▶ _Brief A_
Summarize the notes on degenerate perturbation theory below in two sentences.

▶ _Reading text_
────
5.1.3 Degenerate Perturbation Theory#

Prompts

Why does non-degenerate perturbation theory break down when the unperturbed spectrum has degeneracies? What diverges, and why?
What is the effective Hamiltonian \(H^{\text{eff}} = PVP\), and how does diagonalizing it within the degenerate subspace resolve the divergence?
Apply degenerate perturbation theory to a spin-1 particle. How does the perturbation split the degenerate level, and what determines the splitting magnitude?
When does the perturbation lift a degeneracy completely versus partially? What role do symmetries and selection rules play?

Lecture Notes#

Overview#

When the unperturbed spectrum has degeneracies, the non-degenerate perturbation formulas diverge because energy denominators vanish. Degenerate perturbation theory resolves this by first diagonalizing the perturbation within the degenerate subspace, identifying the correct zeroth-order basis and the first-order energy splittings.
────
▶ _Coordinate labeling data_
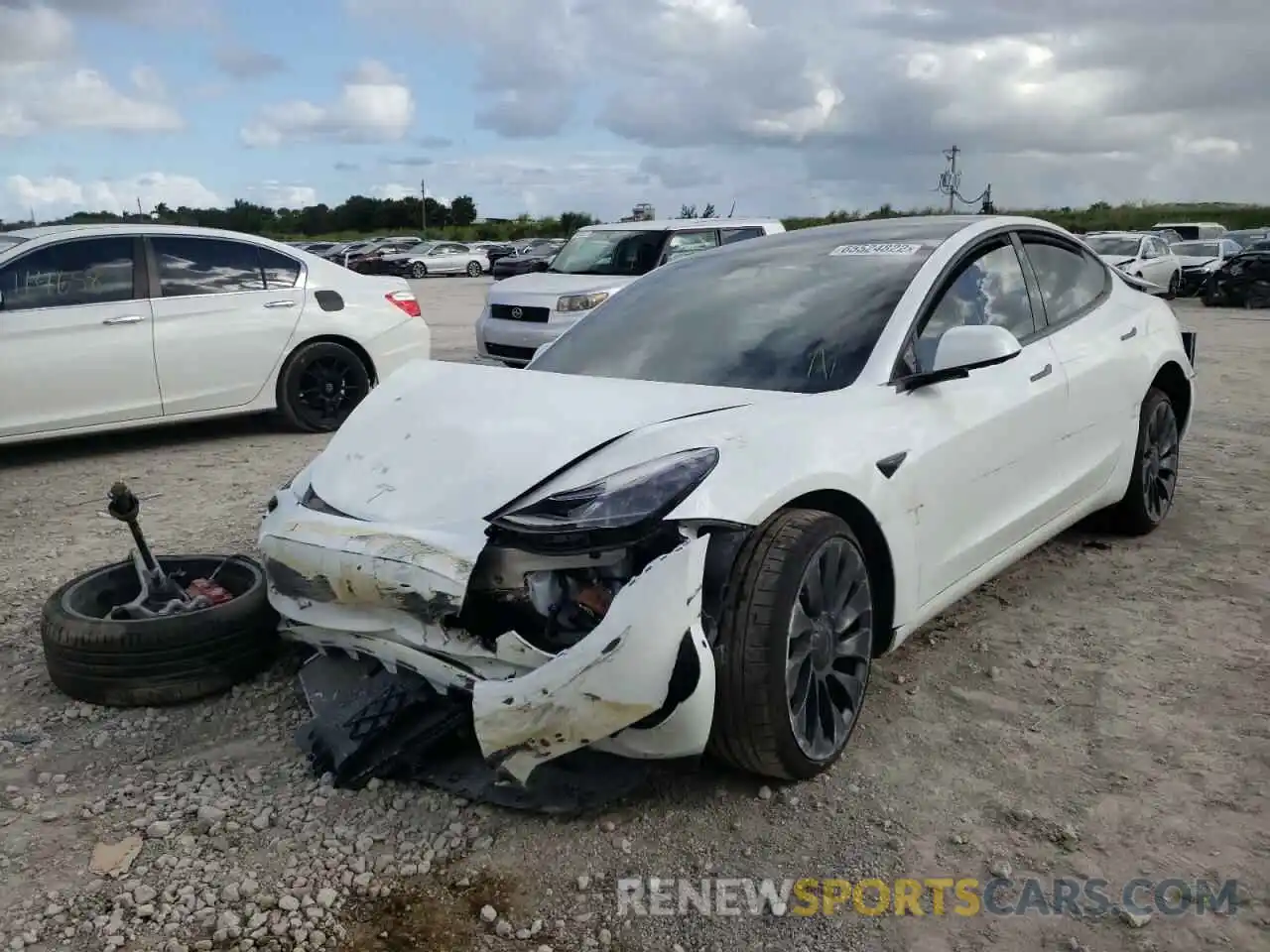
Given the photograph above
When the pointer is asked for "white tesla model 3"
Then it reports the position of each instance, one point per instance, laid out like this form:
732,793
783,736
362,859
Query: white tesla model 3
698,517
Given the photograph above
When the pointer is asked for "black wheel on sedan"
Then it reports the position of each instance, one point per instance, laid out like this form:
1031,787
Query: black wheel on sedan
795,647
1150,495
320,385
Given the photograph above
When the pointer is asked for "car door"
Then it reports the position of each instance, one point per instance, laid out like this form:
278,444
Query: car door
75,336
1097,340
223,311
449,259
979,474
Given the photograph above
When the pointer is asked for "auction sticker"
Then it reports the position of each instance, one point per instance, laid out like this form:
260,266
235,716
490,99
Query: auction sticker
879,249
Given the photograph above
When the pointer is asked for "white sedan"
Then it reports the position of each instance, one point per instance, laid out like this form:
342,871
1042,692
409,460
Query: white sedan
107,326
701,513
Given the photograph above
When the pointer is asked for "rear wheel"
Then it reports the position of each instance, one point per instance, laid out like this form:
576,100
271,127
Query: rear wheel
795,648
320,385
1150,495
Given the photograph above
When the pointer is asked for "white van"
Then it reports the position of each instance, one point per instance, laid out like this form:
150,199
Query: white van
530,309
1193,230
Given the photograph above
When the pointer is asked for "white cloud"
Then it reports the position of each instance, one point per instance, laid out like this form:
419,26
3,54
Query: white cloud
42,87
375,105
277,194
1052,104
55,197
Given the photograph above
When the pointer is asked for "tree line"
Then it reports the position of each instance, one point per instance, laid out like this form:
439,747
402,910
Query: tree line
458,220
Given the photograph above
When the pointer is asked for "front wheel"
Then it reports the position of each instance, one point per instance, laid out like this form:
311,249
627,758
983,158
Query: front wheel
320,385
795,648
1150,497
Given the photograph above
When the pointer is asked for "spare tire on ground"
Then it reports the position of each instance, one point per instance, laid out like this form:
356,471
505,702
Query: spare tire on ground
163,660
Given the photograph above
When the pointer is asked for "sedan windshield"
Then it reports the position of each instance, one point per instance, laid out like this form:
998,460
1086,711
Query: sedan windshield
610,253
1115,245
785,317
1197,249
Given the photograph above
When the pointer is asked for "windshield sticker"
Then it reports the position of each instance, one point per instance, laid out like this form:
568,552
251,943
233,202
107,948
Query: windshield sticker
879,249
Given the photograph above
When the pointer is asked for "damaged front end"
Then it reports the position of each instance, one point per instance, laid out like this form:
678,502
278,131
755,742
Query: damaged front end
568,621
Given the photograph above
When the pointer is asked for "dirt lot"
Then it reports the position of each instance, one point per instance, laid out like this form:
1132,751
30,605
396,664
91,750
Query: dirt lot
1098,711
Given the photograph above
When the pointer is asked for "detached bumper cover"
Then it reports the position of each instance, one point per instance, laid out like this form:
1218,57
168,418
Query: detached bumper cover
393,593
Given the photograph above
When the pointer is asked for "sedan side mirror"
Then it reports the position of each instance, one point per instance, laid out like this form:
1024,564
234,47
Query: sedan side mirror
974,345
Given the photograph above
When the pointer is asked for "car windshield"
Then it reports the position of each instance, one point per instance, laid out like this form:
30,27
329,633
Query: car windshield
607,252
793,316
1197,249
1118,245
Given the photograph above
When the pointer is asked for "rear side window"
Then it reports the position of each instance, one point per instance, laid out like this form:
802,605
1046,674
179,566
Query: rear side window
1071,282
198,266
70,273
280,271
730,235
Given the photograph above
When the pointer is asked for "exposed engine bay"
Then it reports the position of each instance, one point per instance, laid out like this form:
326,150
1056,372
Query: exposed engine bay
552,601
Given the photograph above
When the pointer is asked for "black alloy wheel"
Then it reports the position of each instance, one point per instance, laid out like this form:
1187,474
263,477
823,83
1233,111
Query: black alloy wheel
321,385
829,648
794,647
1153,481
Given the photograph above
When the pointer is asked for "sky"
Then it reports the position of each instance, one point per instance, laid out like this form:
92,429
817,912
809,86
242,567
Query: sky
772,107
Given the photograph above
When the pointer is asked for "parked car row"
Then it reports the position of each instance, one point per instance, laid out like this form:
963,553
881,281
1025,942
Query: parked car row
547,295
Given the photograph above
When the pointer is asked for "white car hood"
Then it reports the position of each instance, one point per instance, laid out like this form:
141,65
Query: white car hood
440,443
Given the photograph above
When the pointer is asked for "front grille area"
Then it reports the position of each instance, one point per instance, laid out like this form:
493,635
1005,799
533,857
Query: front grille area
509,353
515,312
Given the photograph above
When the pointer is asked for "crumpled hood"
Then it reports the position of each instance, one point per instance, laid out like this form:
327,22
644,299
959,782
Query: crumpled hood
440,443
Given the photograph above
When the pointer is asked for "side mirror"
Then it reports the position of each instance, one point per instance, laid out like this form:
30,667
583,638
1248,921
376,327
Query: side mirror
974,345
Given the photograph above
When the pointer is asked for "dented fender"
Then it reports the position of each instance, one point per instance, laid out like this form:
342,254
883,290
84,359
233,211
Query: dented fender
619,674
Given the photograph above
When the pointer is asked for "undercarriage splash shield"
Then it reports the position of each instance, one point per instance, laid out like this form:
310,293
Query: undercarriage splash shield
371,724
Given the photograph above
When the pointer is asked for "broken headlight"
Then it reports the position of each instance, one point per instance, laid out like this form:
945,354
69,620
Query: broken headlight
626,498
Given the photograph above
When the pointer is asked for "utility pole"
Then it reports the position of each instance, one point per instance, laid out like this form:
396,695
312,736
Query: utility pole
951,181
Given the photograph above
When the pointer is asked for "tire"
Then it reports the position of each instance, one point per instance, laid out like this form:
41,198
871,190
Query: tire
158,661
1132,516
320,385
753,726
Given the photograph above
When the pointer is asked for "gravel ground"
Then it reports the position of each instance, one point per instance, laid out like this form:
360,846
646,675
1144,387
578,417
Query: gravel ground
1097,711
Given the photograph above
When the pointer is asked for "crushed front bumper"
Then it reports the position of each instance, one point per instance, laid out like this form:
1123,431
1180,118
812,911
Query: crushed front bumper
640,684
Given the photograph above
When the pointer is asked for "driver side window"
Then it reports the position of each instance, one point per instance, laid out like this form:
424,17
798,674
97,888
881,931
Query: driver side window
988,289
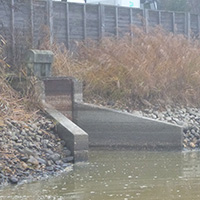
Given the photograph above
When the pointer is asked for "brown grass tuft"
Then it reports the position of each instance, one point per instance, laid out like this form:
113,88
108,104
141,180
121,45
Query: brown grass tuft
159,68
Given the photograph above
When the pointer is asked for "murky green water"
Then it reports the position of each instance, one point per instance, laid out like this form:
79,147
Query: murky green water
120,175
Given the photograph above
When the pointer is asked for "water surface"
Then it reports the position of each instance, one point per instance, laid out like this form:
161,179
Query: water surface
────
▶ _Brief B_
Collect every line of the entries above that contains the word "auction".

▶ _Written reply A_
When the unperturbed spectrum has degeneracies, the non-degenerate perturbation formulas diverge because their energy denominators vanish. Degenerate perturbation theory fixes this by first diagonalizing the perturbation within the degenerate subspace, which gives the correct zeroth-order basis and the first-order energy splittings.

▶ _Written reply B_
When the pointer is asked for "auction sticker"
Query: auction sticker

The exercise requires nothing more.